> _REQUIRED ACTION_:
Your task is to find every line in the records that holds the string "table" and copy it.
-- -- --
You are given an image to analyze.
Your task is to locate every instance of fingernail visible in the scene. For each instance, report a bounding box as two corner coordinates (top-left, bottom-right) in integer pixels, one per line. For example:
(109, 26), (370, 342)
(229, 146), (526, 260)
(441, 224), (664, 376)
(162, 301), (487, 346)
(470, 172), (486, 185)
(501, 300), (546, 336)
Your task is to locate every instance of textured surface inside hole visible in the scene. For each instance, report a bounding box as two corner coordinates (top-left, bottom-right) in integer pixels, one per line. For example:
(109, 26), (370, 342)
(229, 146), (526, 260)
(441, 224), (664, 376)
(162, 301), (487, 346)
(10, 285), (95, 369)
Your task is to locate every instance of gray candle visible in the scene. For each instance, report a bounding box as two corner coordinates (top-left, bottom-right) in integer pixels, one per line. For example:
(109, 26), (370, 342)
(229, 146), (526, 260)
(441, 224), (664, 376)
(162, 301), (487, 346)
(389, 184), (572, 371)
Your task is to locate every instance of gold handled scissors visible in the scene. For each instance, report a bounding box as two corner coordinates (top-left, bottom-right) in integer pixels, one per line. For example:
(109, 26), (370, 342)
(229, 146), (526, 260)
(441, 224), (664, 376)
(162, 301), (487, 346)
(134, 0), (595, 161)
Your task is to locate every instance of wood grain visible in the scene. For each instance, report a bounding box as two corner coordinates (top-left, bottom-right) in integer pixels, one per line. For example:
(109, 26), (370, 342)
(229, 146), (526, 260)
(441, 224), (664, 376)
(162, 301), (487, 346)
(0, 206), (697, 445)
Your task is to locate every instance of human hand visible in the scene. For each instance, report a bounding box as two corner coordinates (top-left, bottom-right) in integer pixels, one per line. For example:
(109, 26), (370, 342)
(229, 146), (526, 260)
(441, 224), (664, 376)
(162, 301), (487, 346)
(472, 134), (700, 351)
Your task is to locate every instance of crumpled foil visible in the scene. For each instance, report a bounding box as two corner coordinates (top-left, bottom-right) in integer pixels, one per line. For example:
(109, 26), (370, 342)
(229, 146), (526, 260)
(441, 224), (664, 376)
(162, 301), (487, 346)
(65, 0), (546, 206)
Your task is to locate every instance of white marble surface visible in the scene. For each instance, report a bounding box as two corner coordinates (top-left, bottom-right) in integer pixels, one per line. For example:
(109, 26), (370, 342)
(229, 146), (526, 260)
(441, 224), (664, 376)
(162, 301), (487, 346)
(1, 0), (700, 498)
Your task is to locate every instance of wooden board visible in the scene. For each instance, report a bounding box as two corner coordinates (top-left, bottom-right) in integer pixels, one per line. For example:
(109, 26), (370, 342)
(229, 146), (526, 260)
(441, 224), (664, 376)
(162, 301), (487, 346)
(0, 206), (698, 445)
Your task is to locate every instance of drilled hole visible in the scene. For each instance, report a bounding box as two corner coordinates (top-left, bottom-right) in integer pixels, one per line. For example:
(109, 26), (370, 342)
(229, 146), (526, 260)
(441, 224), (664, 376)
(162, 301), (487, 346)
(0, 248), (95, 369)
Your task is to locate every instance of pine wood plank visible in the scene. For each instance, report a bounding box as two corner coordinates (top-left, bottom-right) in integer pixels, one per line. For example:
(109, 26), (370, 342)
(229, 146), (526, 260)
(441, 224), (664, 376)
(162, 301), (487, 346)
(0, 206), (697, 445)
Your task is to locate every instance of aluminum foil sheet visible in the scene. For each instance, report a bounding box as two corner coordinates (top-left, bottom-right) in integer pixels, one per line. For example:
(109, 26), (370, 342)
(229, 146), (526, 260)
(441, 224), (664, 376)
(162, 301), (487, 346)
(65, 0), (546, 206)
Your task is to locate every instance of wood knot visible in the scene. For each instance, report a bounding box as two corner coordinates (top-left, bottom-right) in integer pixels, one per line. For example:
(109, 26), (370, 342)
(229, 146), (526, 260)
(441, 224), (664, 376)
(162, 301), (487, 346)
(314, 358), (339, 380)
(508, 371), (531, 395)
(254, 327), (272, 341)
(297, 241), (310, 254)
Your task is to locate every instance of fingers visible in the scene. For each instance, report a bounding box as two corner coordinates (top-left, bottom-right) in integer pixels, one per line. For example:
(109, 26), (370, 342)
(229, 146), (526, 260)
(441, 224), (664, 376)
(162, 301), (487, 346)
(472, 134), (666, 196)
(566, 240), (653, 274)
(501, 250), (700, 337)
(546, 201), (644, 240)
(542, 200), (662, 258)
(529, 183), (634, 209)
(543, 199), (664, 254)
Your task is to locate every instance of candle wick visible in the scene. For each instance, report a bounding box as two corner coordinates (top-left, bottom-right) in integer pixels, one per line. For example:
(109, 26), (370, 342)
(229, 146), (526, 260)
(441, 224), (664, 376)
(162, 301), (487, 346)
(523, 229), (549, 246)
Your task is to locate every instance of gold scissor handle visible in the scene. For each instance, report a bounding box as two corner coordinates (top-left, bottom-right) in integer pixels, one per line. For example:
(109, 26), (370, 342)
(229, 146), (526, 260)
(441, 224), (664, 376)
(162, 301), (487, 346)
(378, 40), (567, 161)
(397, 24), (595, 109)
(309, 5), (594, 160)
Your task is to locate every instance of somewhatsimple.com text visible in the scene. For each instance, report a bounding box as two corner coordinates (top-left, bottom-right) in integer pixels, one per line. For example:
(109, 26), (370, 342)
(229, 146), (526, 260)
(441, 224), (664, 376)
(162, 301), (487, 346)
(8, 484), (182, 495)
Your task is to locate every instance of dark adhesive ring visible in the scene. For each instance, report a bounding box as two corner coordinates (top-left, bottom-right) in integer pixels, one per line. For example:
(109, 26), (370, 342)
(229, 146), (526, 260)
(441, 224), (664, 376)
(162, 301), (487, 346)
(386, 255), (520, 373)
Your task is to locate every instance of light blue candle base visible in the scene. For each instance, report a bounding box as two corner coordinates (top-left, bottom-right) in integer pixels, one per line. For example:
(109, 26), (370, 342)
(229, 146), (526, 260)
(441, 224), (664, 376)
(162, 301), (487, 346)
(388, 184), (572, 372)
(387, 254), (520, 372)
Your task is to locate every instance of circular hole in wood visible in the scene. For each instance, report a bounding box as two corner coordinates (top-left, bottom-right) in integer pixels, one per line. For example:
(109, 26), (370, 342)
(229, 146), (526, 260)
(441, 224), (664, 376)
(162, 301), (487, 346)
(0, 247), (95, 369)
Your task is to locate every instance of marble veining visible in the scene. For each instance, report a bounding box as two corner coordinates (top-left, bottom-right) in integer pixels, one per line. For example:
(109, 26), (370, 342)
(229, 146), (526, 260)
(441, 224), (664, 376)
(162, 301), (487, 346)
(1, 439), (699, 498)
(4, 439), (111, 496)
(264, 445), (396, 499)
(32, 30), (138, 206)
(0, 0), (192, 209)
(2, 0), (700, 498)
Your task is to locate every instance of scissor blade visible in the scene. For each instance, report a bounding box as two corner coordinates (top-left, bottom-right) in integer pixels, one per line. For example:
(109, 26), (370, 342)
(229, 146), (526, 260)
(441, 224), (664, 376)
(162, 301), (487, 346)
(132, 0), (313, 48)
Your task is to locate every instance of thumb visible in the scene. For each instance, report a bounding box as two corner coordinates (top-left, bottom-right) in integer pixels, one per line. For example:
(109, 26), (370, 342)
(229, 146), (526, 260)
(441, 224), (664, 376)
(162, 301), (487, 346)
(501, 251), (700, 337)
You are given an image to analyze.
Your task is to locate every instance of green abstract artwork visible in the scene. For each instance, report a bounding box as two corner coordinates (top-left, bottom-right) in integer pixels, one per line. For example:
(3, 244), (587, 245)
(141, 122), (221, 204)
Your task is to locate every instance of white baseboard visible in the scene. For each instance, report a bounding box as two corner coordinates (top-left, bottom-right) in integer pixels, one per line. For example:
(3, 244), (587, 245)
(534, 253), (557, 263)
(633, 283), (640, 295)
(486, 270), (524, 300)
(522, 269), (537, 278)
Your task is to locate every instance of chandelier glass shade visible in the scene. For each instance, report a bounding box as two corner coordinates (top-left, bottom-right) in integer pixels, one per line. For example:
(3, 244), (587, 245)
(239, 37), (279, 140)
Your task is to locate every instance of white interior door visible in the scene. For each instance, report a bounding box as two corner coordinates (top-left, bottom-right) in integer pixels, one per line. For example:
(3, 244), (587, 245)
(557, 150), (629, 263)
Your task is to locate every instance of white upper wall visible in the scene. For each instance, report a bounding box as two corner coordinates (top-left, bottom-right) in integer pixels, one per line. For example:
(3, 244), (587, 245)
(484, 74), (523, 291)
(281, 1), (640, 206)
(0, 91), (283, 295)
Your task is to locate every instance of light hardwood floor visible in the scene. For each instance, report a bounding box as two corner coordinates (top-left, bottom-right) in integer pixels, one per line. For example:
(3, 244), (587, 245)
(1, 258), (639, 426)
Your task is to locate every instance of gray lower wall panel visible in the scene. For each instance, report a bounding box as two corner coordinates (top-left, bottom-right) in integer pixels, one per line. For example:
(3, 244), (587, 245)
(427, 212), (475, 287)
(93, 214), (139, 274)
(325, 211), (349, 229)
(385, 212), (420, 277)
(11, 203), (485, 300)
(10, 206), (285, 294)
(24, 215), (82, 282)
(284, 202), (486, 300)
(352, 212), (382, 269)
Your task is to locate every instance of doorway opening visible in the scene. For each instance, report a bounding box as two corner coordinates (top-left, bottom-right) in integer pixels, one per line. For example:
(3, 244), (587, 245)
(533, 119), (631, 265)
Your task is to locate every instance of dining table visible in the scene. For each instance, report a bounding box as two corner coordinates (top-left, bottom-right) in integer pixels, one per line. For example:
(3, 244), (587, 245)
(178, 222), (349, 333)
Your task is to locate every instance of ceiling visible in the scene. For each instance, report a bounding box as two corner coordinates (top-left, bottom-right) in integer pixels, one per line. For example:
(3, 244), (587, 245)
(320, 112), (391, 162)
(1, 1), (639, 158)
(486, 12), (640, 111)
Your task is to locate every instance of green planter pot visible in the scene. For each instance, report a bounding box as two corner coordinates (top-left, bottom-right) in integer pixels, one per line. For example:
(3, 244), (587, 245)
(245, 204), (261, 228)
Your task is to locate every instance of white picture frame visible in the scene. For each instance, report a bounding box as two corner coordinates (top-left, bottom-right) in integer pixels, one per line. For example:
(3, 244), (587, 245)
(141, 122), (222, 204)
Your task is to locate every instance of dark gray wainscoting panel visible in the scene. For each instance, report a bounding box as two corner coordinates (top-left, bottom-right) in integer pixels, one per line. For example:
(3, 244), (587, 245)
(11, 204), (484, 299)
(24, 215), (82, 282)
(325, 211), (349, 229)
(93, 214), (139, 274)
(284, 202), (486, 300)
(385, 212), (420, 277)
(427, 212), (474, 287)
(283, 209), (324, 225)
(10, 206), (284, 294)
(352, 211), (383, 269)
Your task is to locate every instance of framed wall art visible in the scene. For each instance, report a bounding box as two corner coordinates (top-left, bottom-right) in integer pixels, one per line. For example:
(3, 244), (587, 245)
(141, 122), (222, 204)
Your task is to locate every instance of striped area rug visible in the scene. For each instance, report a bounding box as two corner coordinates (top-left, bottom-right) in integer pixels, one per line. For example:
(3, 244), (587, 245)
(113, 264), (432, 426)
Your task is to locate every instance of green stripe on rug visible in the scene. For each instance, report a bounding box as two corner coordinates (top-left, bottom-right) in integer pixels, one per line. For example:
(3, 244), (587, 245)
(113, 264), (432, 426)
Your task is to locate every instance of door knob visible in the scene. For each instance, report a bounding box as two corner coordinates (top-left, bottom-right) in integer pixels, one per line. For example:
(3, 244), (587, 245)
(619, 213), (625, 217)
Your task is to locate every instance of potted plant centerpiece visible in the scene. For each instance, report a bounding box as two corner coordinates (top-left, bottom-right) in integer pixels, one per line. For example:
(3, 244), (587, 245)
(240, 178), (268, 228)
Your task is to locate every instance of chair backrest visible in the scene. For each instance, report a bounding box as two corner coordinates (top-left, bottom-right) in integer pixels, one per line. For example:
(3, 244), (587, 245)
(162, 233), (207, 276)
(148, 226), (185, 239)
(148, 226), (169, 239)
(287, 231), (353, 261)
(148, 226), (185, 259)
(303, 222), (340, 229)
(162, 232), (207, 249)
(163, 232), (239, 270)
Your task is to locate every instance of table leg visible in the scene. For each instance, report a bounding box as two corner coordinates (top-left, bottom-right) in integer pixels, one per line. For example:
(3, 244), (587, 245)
-- -- --
> _TASK SOLUTION_:
Your task is to locate every instance of dining table visible in the scene. For each instance, report a bounding box as two corner coordinates (top-left, bottom-right) in integer pixels, one per line. For example:
Your task is to locate every instance of table leg visible in the scene. For each instance, report a bounding box as two corner coordinates (top-left, bottom-right) in integer pixels, one per line. For example:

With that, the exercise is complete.